EXTRAIT PROPOSÉ:

__________________________________________________

L’étude combinée de la logique et de la grammaire, ainsi que le constatait M. P. Regnaud dans la Revue philosophique de février 1885, a depuis longtemps démontré que le sens abstrait d’un mot est postérieur à son sens concret, que par exemple l’idée que rend Speciosus dans le sens de Beau est une abstraction de son sens étymologique : visible, manifeste, éclairé, brillant. Démontrer que le sens abstrait est postérieur au sens concret, c’est prouver que les idées abstraites, morales et autres, sont des idées acquises, ce que nie la philosophie spiritualiste ; — il est donc possible de remonter à leur origine.

Mallinkrot, dans son De arte typographicâ, ne pouvant découvrir de quelle façon les lettres avaient été inventées, — on le sait aujourd’hui, se mettait l’esprit en repos en les considérant comme un don de Dieu. Les hommes n’ont jamais manqué de placer hors de leur portée les causes des phénomènes qu’ils ne savaient saisir. Si des philosophes ont fait des idées abstraites, mathématiques aussi bien que morales, autant d’attributs d’un être surnaturel, qui les communiquait aux mortels au fur et à mesure de leur développement intellectuel et moral, d’autres, au contraire, ont recherché leurs origines, non par delà les nuages, mais sur terre. Le disciple d’Anaxagoras, qui fut le maître de Socrate, Archélaüs, ainsi que les philosophes du xviiie siècle qui reprirent sa thèse, voyaient dans les lois humaines la mère des idées morales, et expliquaient ainsi pourquoi « le trajet d’une rivière faisait crime » ce qui était vertu en deçà[1]. Il est, en effet, hors de dispute que les lois d’un pays déterminent jusqu’à un certain point ses notions du juste et de l’injuste ; par exemple, là où les lois autorisent l’esclavage, les hommes aux consciences les plus pointilleuses trafiquent sans scrupules avec le bétail humain. Mais les lois ne se formulent que lorsque les phéno-

  1. Montaigne, Essais, liv. II, ch.  xii.

__________________________________________________

DONNÉES FOURNIES:
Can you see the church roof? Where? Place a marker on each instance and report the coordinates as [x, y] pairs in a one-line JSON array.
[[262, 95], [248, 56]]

__________________________________________________

TRAVAIL À FAIRE:
a) Répondez à ces questions d'après l'extrait :
(i) Dans quelle revue, et à quelle date, M. P. Regnaud a-t-il fait la constatation rapportée au début ?
(ii) Pour quoi Mallinkrot tenait-il les lettres ?
(iii) De qui Archélaüs était-il le disciple ?
b) Citez l'extrait entre « L’étude combinée de » et « à leur origine. », bornes incluses.
La liste n'a aucun lien avec l'extrait.

RÉPONSES:
a)
(i) Dans la Revue philosophique de février 1885.
(ii) Pour un don de Dieu.
(iii) D'Anaxagoras.

b)
L’étude combinée de la logique et de la grammaire, ainsi que le constatait M. P. Regnaud dans la Revue philosophique de février 1885, a depuis longtemps démontré que le sens abstrait d’un mot est postérieur à son sens concret, que par exemple l’idée que rend Speciosus dans le sens de Beau est une abstraction de son sens étymologique : visible, manifeste, éclairé, brillant. Démontrer que le sens abstrait est postérieur au sens concret, c’est prouver que les idées abstraites, morales et autres, sont des idées acquises, ce que nie la philosophie spiritualiste ; — il est donc possible de remonter à leur origine.